◆ **INSTRUCTION**
Reproduce the lines of the listing below from the line holding "Mark the wet sand, one point per instance." through the end of the listing, inclusive, without altering any characters.

◆ **Records from a data source**
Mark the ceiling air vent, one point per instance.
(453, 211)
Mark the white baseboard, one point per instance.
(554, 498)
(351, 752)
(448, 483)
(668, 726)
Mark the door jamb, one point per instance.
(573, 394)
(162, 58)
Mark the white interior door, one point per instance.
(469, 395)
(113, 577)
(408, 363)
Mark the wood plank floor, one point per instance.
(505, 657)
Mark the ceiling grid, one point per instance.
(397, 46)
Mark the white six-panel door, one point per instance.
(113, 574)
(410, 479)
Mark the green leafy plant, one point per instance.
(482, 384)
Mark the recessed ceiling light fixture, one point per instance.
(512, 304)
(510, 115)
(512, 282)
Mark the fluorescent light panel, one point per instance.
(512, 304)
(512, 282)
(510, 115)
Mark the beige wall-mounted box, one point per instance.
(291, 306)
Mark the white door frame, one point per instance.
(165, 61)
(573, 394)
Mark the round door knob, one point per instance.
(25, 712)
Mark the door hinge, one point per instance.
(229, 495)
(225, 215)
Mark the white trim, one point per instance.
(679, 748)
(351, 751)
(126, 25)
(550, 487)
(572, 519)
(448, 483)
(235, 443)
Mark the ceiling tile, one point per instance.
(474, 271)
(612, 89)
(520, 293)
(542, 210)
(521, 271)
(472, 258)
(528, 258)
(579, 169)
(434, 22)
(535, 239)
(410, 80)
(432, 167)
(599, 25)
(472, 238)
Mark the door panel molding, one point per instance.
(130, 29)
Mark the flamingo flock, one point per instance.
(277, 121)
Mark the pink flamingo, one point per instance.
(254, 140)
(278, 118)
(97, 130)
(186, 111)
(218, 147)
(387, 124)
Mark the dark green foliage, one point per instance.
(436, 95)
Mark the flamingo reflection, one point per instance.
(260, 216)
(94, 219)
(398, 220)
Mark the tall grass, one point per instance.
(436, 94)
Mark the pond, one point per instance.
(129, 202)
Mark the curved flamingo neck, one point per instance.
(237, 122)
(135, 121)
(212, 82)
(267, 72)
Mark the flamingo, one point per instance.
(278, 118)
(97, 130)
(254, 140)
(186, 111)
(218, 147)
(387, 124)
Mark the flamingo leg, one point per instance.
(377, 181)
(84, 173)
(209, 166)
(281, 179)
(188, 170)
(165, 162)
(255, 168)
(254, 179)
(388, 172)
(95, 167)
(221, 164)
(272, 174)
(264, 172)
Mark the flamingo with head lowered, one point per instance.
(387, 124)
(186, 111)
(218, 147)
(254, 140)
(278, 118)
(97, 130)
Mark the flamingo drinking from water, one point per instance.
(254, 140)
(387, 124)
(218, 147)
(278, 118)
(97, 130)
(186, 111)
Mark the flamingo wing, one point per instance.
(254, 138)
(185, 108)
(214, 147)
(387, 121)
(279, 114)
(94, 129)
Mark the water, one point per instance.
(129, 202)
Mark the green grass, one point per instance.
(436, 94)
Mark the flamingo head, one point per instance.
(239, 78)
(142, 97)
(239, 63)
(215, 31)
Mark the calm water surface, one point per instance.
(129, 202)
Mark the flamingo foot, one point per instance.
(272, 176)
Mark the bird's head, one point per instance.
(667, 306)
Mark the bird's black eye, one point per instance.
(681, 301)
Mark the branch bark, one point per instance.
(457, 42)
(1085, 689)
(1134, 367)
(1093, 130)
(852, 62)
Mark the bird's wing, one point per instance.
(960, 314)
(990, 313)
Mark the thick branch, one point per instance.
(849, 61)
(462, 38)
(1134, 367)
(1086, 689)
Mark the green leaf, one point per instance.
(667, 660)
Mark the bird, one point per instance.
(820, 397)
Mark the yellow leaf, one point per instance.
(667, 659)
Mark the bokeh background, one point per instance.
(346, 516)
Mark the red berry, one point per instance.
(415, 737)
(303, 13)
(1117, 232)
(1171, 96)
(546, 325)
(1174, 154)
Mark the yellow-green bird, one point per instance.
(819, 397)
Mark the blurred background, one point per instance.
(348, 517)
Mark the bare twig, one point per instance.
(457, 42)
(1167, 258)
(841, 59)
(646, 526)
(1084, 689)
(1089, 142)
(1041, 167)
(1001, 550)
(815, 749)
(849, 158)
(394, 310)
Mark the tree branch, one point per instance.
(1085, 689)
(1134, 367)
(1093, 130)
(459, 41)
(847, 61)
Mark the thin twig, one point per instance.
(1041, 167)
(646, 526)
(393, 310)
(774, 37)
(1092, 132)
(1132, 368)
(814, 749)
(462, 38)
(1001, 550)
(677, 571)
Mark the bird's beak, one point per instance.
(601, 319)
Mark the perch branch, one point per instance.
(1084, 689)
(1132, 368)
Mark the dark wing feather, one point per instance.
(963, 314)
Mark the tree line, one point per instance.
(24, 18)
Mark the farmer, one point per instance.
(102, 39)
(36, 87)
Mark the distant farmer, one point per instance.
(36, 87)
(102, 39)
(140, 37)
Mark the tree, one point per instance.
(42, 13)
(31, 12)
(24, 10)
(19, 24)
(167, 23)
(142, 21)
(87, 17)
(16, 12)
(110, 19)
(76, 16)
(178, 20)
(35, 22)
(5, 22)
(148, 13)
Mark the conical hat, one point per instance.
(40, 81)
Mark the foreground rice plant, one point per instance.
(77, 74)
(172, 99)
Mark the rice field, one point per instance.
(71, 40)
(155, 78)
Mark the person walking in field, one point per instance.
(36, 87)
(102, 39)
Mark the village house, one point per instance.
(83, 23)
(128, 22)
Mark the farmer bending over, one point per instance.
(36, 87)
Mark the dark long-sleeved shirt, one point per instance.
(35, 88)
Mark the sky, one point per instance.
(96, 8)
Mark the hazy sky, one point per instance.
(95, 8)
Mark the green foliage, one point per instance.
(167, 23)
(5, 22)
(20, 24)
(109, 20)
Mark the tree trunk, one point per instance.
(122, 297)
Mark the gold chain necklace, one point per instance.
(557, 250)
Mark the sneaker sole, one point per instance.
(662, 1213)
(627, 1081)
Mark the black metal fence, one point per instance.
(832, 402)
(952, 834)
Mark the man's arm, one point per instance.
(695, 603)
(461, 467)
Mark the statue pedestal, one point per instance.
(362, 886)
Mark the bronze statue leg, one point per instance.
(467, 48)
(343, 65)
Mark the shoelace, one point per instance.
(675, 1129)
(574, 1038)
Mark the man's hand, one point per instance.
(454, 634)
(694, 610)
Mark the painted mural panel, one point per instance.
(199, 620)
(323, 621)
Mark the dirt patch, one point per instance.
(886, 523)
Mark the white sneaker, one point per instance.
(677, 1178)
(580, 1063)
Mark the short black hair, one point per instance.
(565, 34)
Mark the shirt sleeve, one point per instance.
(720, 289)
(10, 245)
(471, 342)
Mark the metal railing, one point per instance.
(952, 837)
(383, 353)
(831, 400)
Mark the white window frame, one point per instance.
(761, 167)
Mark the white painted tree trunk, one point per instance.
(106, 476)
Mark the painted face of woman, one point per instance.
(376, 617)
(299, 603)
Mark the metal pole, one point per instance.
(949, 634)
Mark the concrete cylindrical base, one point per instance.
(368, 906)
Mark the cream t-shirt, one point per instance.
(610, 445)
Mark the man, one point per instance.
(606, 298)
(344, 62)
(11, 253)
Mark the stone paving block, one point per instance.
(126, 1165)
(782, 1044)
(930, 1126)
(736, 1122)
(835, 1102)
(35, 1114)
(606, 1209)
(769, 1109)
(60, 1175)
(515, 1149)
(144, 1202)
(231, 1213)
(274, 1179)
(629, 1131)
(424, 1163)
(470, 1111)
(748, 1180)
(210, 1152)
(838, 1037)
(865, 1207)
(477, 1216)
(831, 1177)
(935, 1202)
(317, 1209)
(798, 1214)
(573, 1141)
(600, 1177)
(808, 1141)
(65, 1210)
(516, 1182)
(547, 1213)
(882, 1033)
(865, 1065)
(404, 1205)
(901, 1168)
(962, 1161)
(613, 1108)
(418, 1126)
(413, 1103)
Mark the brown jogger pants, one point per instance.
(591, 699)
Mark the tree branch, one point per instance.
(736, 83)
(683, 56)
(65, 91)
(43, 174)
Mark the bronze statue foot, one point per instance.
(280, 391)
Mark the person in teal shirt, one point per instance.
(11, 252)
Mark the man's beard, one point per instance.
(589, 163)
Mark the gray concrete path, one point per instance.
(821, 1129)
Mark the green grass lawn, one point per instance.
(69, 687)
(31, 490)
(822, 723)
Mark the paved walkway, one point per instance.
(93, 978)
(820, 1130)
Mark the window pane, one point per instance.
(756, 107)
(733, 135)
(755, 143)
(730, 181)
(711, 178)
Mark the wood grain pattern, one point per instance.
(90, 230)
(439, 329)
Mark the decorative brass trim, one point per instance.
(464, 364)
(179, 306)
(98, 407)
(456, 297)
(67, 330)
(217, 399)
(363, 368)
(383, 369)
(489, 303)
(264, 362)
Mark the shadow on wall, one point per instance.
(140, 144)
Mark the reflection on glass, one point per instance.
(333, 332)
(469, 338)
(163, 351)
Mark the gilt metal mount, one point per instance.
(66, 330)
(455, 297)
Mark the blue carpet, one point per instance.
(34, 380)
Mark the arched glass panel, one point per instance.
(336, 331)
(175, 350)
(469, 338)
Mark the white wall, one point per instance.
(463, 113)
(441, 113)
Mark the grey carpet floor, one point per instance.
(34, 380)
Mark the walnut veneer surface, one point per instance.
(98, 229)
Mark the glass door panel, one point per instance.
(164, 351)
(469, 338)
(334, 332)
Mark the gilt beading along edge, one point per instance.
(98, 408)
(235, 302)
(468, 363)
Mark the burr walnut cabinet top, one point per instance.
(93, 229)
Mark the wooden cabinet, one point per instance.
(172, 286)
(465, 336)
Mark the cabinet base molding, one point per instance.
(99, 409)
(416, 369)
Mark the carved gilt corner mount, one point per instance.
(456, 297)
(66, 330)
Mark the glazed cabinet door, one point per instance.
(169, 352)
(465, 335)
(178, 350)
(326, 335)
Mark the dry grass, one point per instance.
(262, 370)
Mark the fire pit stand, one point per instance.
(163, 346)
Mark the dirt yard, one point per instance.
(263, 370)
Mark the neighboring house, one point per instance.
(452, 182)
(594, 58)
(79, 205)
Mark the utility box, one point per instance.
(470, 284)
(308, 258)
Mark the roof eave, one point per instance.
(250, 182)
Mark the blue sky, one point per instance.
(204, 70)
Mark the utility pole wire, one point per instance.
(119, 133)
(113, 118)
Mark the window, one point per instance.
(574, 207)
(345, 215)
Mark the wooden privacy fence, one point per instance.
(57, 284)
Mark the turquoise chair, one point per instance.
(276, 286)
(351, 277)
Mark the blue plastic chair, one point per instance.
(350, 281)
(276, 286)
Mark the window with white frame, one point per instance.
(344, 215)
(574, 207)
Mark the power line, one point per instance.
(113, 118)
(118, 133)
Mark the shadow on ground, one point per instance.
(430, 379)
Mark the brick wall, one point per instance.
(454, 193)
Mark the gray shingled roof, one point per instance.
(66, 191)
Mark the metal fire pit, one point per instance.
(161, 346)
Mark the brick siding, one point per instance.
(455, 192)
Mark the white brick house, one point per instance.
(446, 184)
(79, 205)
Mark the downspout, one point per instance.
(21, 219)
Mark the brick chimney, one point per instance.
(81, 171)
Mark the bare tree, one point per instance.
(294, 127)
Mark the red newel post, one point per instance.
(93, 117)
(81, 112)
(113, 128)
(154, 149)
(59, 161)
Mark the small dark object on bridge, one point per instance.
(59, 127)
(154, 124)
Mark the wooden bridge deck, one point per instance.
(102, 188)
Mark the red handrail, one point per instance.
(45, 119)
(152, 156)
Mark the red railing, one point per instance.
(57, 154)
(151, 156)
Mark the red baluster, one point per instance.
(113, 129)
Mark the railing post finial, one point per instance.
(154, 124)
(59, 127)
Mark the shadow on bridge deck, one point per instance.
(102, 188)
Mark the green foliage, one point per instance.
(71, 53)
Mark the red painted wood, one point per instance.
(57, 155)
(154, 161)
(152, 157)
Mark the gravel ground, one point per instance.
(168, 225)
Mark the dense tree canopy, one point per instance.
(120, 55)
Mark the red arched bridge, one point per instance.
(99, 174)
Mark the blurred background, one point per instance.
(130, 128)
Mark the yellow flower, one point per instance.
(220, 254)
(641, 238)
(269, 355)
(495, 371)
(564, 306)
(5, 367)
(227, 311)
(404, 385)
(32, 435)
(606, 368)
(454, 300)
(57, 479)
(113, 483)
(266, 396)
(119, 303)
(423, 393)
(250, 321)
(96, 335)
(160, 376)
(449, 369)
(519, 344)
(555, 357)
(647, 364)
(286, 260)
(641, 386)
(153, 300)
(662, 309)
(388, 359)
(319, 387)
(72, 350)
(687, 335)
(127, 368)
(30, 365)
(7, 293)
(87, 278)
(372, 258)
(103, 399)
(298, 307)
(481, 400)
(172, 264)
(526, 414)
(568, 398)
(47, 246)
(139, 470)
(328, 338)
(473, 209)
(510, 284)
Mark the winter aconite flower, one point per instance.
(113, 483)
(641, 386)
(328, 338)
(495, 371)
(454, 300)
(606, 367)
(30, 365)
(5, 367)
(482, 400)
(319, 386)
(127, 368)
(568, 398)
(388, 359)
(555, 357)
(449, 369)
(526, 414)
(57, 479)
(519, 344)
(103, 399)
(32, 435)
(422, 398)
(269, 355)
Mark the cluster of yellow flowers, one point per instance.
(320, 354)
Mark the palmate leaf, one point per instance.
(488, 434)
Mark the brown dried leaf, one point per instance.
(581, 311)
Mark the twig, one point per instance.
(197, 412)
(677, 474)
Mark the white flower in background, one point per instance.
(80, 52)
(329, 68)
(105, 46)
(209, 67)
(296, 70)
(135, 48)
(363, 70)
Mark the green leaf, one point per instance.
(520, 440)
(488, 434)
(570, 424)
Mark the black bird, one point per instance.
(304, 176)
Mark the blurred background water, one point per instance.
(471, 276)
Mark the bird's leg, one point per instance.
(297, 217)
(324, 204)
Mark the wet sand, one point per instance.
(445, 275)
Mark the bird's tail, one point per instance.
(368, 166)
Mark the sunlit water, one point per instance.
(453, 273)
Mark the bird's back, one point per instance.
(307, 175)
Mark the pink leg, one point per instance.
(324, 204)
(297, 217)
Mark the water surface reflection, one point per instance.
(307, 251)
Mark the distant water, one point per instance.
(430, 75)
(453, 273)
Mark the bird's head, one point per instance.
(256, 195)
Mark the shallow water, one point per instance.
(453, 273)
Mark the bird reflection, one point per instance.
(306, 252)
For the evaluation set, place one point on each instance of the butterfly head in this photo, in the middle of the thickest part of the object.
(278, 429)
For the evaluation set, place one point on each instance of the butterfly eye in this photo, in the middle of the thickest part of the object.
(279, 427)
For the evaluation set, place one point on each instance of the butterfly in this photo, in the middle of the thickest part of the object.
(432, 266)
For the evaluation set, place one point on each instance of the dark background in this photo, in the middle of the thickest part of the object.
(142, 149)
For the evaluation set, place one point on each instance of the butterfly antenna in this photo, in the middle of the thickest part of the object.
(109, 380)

◆ **COMPLETED EXERCISE**
Mark the wet sand, one point per instance.
(445, 275)
Mark the bird's tail, one point per instance.
(368, 166)
Mark the sunlit water, one point per instance.
(453, 273)
Mark the bird's back, one point per instance.
(307, 175)
Mark the pink leg, one point per instance.
(324, 204)
(297, 217)
Mark the water surface reflection, one point per instance.
(307, 251)
Mark the distant water, one point per instance.
(430, 75)
(453, 273)
Mark the bird's head, one point per instance.
(256, 195)
Mark the shallow water, one point per instance.
(453, 273)
Mark the bird reflection, one point per instance.
(306, 252)
For the evaluation set, place one point on each instance of the butterfly head in this photo, in the middle of the thickest part of the object.
(278, 429)
For the evaluation set, place one point on each instance of the butterfly eye in this photo, in the middle of the thickest part of the object.
(279, 427)
For the evaluation set, place one point on each instance of the butterfly in this photo, in the middle of the thickest part of the object.
(432, 266)
For the evaluation set, place one point on each instance of the dark background in this photo, in the middle of the thickest part of the object.
(142, 149)
For the evaluation set, place one point on each instance of the butterfly antenna in this photo, in the middle of the thickest part of the object.
(109, 380)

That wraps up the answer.